** Text block follows **
Transnational Corporation of Nigeria [Transcorp] has closed half year operations with an after tax profit of N10.87 billion, already ahead of the N10.61 billion profit it reported for the 2017 full year trading. The conglomerate made a big return to profit last year and its reconditioned growth engines are firing at an increased momentum this year.
The company’s subsidiary in the power sector – Transcorp Power Ltd, has achieved a significant increase in power generation with capacity improvement and improved gas supply to its plants. Its power generating capacity grew from 505 megawatts in 2016 to 701 megawatts in 2017. The company expects to exceed the 800 megawatts power generating capacity by the end of 2018.
Energy business is the largest revenue provider for the company and has been the leading revenue growth since 2017. Transcorp Group consists of 14 subsidiaries operating across hospitality, power, agro-allied and oil and gas sectors. Its hospitality business remains in good shape despite high competition while it is also expanding its capacity there with an upgrade project in Transcorp Hilton, Abuja.
Last year, the group pulled out of a loss of N1.13 billion in 2016 and looks likely to post a higher profit figure this year than all the profits it earned in five years to 2015. A healthy year-on-year growth of 58% in turnover at the end of half year operations is one of the key strengths of the company this year.
** End of Text block **
** Given records follows **
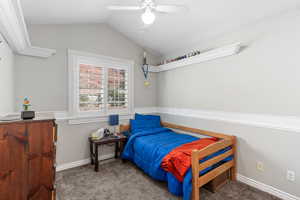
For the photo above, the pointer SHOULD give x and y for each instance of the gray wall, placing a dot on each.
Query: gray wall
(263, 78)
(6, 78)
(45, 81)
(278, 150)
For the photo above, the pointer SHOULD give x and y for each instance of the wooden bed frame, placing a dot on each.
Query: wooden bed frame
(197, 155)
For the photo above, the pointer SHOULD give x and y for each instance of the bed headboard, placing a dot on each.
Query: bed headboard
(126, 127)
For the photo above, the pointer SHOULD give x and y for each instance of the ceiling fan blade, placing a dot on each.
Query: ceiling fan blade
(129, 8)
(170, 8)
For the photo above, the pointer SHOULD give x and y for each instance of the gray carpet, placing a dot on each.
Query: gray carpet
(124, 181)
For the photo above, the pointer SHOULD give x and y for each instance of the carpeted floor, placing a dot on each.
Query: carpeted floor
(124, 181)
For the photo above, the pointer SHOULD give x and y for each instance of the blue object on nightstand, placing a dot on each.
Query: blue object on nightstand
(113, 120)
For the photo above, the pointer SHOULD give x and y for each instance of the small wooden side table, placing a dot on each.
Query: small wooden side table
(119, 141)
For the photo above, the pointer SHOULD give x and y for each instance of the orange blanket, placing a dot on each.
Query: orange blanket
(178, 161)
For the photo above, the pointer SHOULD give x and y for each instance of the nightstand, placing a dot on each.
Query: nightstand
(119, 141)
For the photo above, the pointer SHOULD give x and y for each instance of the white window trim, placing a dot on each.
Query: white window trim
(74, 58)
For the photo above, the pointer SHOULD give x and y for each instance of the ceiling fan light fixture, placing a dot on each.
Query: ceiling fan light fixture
** End of Given records **
** Given records follows **
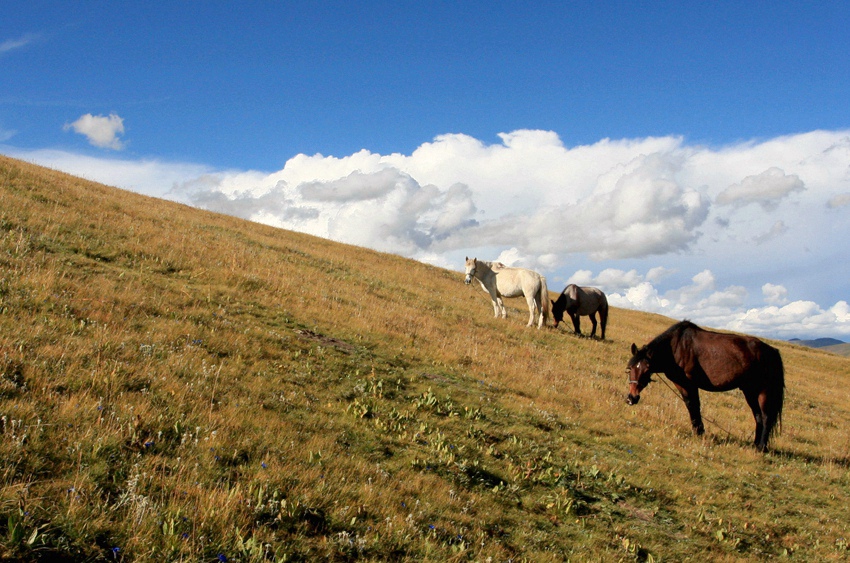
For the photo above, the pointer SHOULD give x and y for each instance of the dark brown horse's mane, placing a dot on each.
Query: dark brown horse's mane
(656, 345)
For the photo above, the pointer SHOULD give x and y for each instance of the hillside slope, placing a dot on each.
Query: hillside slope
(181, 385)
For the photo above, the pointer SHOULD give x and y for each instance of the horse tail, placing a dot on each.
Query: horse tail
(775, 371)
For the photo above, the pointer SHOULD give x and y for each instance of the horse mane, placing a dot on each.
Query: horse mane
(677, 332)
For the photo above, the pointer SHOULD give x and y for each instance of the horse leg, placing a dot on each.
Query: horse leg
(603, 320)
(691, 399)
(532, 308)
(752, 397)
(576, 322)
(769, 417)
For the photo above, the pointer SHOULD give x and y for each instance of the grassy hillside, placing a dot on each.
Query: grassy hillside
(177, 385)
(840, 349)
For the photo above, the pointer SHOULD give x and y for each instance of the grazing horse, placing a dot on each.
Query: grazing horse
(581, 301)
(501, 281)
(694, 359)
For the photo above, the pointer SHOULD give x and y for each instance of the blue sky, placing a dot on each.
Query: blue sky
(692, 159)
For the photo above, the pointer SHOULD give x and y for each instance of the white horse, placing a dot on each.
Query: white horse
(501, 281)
** End of Given records **
■ Work request:
Answer these questions using the article on Transcorp above the entries.
1. What after-tax profit did Transcorp report for the half year?
2. How many subsidiaries make up Transcorp Group?
3. What year-on-year growth in turnover did the company record at the end of half year operations?

■ Task answer:
1. N10.87 billion
2. 14
3. 58%